Your assignment:
Gather all lines from the material that contain the word "trousers".

Information:
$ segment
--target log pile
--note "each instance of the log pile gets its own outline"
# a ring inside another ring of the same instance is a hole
==
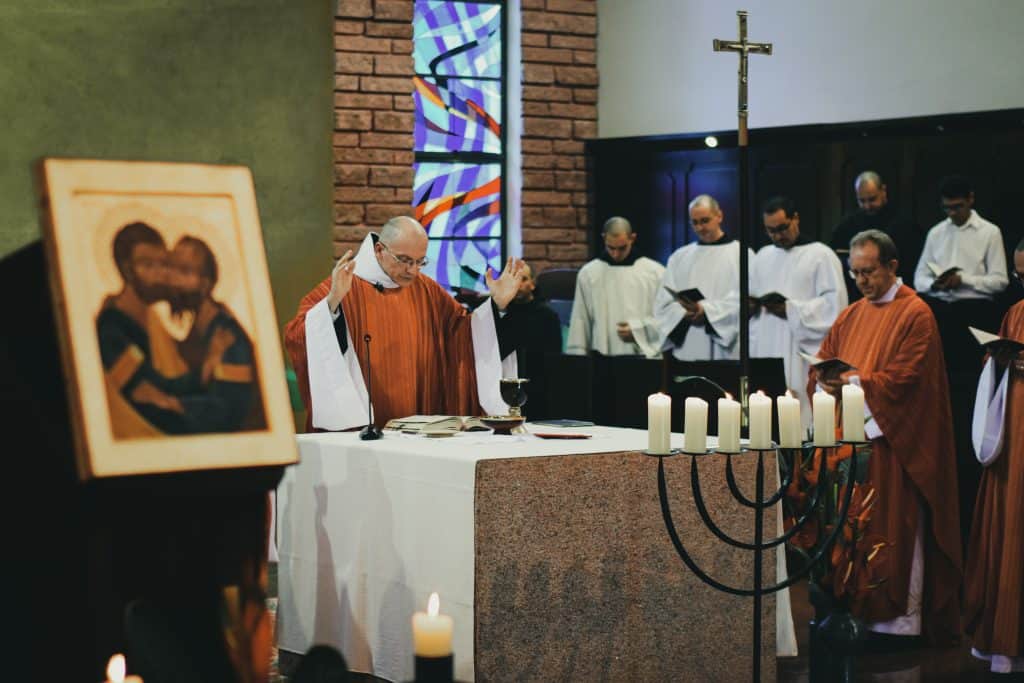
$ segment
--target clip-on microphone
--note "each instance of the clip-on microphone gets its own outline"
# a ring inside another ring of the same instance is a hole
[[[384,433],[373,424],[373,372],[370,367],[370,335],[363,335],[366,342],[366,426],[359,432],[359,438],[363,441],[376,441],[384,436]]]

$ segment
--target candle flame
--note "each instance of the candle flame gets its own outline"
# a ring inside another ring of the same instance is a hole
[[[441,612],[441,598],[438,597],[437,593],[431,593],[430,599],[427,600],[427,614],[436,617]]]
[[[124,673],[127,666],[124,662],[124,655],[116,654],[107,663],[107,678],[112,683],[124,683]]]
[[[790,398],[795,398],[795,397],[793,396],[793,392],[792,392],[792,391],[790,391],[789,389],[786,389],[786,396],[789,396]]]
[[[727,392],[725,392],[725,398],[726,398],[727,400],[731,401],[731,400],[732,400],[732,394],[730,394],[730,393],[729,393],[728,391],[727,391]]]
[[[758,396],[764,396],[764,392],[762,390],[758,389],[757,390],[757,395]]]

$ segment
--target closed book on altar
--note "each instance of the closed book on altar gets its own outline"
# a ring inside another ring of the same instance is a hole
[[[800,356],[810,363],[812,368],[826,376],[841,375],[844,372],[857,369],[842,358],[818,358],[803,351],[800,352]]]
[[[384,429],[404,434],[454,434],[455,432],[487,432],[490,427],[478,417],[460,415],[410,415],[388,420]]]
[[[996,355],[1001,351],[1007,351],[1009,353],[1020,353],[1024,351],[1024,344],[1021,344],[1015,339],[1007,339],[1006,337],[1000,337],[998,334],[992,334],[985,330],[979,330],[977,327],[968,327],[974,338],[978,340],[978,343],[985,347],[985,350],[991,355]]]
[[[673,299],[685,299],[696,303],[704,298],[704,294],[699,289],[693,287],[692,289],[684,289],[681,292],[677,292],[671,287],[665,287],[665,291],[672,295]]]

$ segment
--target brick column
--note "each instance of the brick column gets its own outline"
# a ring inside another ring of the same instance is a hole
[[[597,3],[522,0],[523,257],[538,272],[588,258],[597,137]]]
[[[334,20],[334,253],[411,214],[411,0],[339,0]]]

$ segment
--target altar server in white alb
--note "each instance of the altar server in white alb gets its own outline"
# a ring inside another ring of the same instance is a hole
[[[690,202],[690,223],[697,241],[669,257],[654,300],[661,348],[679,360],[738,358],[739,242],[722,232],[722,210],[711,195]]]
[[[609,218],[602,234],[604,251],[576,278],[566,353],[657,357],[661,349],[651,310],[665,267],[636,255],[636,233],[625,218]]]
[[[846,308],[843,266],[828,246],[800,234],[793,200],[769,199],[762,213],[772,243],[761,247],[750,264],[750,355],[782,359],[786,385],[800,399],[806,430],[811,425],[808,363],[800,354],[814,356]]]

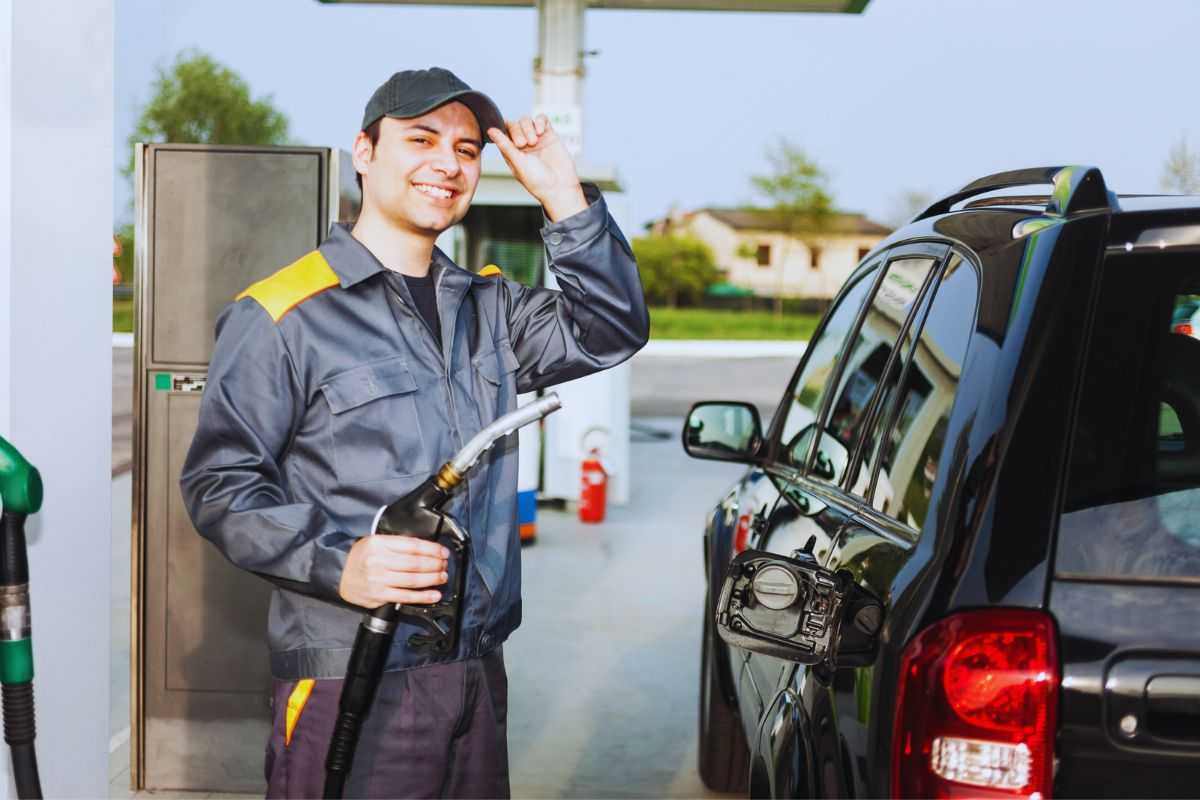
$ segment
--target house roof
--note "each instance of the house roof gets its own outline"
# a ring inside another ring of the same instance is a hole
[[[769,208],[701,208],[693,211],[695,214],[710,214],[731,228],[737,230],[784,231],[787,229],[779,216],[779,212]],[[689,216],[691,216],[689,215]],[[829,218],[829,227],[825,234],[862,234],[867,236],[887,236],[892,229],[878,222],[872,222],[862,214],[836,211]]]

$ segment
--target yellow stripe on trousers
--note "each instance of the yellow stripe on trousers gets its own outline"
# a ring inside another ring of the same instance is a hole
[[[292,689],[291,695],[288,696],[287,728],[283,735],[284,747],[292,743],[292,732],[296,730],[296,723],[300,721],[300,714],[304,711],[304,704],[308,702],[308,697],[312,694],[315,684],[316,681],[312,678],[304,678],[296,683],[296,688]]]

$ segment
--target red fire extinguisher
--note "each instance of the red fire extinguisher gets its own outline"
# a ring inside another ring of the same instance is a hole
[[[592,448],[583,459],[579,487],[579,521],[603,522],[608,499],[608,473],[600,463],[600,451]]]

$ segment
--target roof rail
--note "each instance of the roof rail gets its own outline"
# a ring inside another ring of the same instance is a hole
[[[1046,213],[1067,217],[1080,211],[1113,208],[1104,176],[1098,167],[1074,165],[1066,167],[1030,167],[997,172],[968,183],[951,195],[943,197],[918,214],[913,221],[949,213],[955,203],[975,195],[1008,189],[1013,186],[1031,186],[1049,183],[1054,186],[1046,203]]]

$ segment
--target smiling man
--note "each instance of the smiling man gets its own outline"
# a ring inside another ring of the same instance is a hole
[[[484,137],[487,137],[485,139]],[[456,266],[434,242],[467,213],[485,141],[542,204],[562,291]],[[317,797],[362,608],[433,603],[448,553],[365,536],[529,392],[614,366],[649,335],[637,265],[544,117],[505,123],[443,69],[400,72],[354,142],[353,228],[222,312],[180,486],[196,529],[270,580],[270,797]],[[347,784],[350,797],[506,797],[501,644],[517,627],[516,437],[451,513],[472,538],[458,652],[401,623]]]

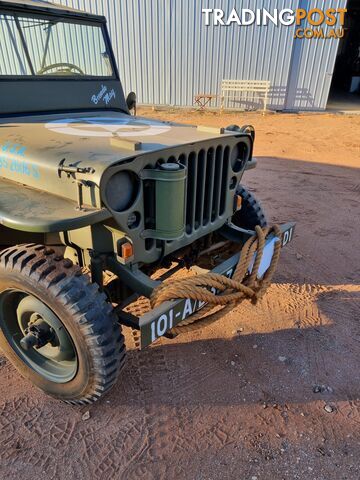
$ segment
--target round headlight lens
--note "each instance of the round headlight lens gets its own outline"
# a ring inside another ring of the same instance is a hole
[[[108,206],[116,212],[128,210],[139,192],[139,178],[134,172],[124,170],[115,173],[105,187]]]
==
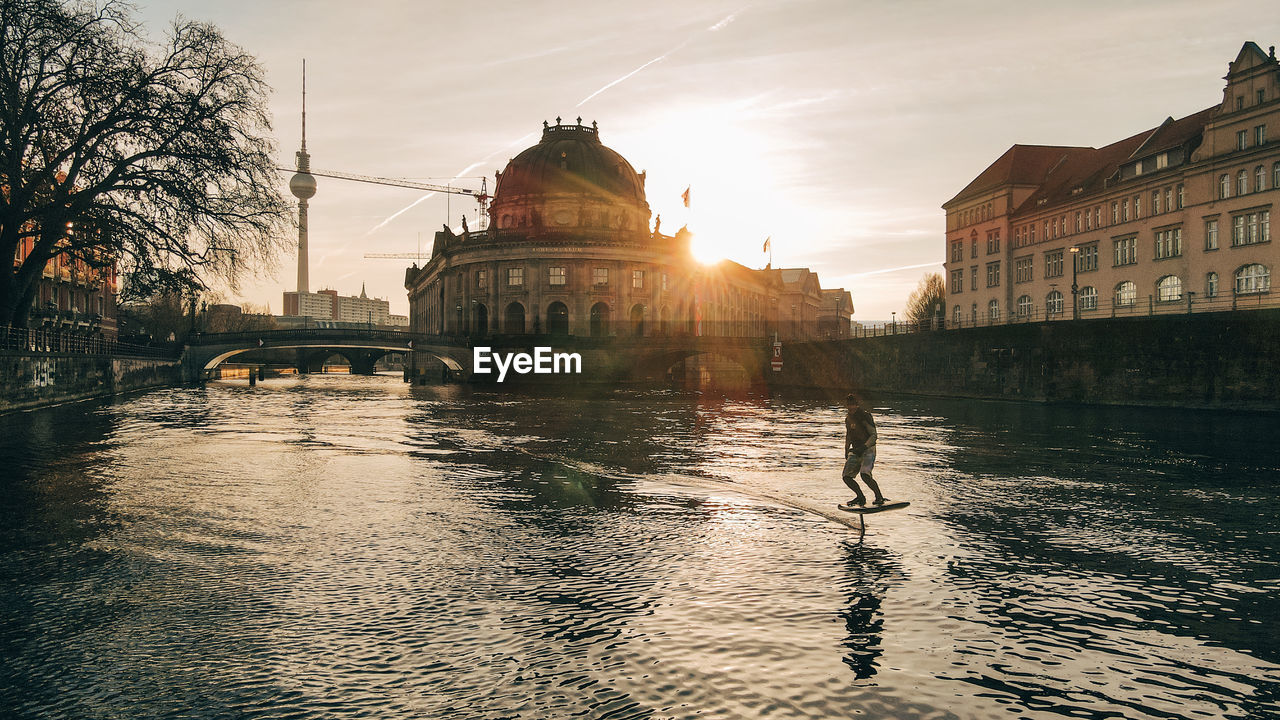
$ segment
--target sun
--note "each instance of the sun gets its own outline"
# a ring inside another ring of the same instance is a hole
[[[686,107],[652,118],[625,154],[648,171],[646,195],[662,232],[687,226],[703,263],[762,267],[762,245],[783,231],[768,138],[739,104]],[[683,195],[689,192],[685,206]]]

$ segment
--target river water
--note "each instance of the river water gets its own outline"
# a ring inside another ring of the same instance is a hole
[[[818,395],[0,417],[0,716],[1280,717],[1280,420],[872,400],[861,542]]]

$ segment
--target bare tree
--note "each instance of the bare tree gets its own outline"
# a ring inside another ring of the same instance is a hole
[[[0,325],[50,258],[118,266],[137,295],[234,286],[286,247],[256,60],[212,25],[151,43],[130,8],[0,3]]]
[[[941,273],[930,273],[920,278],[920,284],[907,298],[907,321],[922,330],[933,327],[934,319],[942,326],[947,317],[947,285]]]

Response below:
--target yellow stripe on trousers
--note "each instance of the yellow stripe on trousers gets its own outline"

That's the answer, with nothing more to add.